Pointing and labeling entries
◆ ◆ ◆
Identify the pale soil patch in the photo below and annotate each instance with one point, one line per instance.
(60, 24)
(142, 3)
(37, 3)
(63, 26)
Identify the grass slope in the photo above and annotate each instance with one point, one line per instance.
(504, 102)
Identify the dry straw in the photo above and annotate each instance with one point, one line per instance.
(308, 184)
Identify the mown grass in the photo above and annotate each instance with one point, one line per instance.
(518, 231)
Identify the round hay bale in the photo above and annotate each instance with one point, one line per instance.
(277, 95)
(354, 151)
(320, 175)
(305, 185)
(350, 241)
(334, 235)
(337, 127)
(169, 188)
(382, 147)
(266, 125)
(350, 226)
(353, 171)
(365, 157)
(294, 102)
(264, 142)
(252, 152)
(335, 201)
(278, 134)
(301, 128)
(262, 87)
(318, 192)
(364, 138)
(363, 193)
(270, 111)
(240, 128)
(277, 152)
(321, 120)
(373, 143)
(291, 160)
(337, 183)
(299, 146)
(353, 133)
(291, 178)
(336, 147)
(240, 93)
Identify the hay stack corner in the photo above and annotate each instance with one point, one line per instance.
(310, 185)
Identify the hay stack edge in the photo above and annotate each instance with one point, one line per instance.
◆ ◆ ◆
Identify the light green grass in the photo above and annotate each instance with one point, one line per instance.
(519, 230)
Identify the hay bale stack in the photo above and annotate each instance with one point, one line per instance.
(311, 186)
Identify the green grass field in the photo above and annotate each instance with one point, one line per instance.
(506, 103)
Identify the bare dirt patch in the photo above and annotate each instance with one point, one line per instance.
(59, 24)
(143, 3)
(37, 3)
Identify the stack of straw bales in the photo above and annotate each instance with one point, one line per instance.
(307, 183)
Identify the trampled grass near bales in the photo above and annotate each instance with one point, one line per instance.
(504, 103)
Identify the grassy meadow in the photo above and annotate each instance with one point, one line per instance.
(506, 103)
◆ ◆ ◆
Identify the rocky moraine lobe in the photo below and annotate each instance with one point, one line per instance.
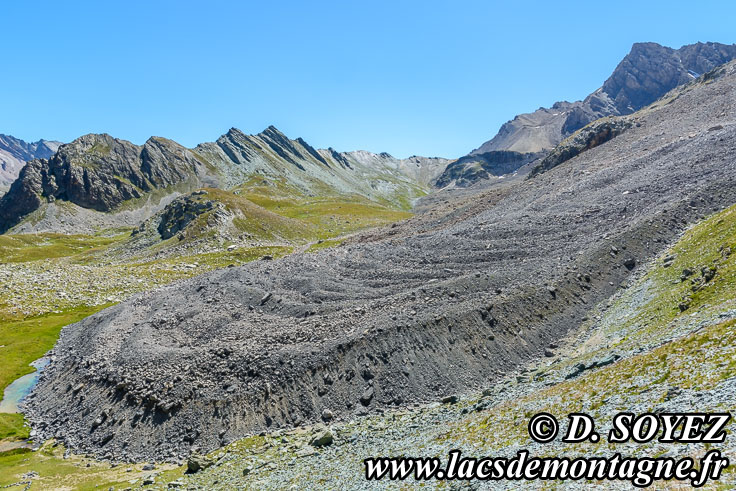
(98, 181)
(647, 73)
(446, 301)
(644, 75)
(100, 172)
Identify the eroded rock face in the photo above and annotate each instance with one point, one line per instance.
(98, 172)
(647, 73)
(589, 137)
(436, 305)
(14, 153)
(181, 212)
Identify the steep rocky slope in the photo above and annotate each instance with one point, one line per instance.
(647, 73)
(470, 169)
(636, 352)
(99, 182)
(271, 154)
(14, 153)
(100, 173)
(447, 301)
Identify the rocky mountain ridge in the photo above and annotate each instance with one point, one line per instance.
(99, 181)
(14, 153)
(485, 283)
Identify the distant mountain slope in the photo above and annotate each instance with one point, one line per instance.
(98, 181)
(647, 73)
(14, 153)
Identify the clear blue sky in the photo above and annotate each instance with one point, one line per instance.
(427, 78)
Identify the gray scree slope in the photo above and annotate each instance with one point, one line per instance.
◆ ◆ ◆
### [The task]
Duplicate the rows above that run from the line containing "Identify the steep" through the line containing "Identify the gray", with both of those lines included.

### [Exercise output]
Identify the steep rocky slope in the photo above and annotate each instance with one point, one line per instance.
(647, 73)
(470, 169)
(636, 352)
(99, 182)
(271, 154)
(14, 153)
(100, 173)
(447, 301)
Identify the rocky mountain ridge in the photo above and annotate each instance with one point, one line per instance.
(99, 181)
(14, 153)
(485, 283)
Identify the distant mountain slope in the photo above and annotate each instance with one point, one line per instance.
(98, 181)
(647, 73)
(14, 153)
Identify the clear blue sky in the photo above and annotate each instance with one point, one line per instance.
(427, 78)
Identify the gray scree slope in the photo above and annotate each instance with one point, one line per instance.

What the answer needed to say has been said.